WHAT IS REQUIRED: Copy everything from the first of the rows below down to the line containing "631L556 638L578 641L603", both included, without any changes.

STORED ROWS:
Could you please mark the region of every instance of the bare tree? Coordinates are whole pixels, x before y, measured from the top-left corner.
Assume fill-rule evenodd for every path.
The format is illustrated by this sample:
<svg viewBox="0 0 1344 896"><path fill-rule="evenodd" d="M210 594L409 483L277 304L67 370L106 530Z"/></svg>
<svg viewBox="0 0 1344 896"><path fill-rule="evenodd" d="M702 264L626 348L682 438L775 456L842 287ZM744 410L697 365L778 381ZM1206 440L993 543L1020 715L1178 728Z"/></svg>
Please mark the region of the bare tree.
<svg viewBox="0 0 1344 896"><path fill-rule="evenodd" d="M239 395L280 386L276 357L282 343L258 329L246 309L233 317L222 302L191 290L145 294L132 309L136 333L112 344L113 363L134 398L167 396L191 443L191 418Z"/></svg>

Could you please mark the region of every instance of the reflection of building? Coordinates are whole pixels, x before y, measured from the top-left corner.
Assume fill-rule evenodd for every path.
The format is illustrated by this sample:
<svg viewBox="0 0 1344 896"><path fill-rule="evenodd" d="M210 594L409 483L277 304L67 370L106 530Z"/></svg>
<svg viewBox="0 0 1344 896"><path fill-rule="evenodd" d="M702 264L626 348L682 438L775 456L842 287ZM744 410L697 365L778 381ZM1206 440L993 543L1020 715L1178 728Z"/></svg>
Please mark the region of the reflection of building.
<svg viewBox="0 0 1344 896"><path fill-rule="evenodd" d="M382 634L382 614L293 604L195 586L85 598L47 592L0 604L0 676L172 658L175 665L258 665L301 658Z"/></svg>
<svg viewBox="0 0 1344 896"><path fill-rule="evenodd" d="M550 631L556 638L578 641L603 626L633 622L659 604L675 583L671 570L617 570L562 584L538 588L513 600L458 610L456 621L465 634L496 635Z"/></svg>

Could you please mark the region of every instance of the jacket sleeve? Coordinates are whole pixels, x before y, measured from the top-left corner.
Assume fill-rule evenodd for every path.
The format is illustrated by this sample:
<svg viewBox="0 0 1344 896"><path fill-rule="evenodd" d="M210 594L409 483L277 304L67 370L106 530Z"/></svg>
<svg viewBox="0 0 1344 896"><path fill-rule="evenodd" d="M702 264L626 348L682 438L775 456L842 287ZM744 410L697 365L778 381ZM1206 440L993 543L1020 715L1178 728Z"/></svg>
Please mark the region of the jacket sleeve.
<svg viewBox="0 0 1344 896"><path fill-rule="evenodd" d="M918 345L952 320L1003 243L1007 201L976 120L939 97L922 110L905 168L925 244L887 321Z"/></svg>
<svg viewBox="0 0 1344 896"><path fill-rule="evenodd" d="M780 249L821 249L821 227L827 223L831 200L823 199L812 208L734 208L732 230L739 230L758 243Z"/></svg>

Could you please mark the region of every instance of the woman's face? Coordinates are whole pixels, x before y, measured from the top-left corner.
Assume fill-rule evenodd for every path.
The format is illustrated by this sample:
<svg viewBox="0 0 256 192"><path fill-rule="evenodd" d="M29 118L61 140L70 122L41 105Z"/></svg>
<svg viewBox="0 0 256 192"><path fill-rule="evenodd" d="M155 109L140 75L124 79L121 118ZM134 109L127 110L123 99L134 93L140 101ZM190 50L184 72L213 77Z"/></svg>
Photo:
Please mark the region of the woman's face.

ANSWER TO THIS TASK:
Could you please mark the region of every instance of the bare tree? Coordinates are whole pixels, x before y, measured from the top-left corner.
Assume fill-rule evenodd for every path.
The format is illustrated by this sample:
<svg viewBox="0 0 1344 896"><path fill-rule="evenodd" d="M210 594L409 483L277 304L67 370L106 530Z"/></svg>
<svg viewBox="0 0 1344 896"><path fill-rule="evenodd" d="M702 264L626 348L682 438L775 456L842 287ZM744 410L697 365L778 381ZM1206 440L993 543L1020 715L1178 728Z"/></svg>
Please mark the region of the bare tree.
<svg viewBox="0 0 1344 896"><path fill-rule="evenodd" d="M239 395L280 386L276 357L282 343L258 329L246 309L233 317L222 302L191 290L145 294L132 309L136 333L112 344L113 363L134 398L167 396L191 443L191 418Z"/></svg>

Could you please mark the region of every instance of the reflection of building? Coordinates are whole pixels, x before y, measured from the top-left corner.
Assume fill-rule evenodd for every path.
The format is illustrated by this sample:
<svg viewBox="0 0 1344 896"><path fill-rule="evenodd" d="M210 594L409 483L277 304L67 370L106 530Z"/></svg>
<svg viewBox="0 0 1344 896"><path fill-rule="evenodd" d="M702 264L626 348L682 438L775 456L842 287ZM744 410L697 365L778 381ZM1206 440L993 543L1020 715L1178 728Z"/></svg>
Please mark the region of the reflection of building.
<svg viewBox="0 0 1344 896"><path fill-rule="evenodd" d="M382 634L382 614L293 604L195 586L85 598L47 592L0 604L0 676L172 658L175 665L258 665L301 658Z"/></svg>
<svg viewBox="0 0 1344 896"><path fill-rule="evenodd" d="M550 631L556 638L578 641L603 626L633 622L659 604L675 583L671 570L617 570L562 584L538 588L513 600L458 610L456 621L465 634L496 635Z"/></svg>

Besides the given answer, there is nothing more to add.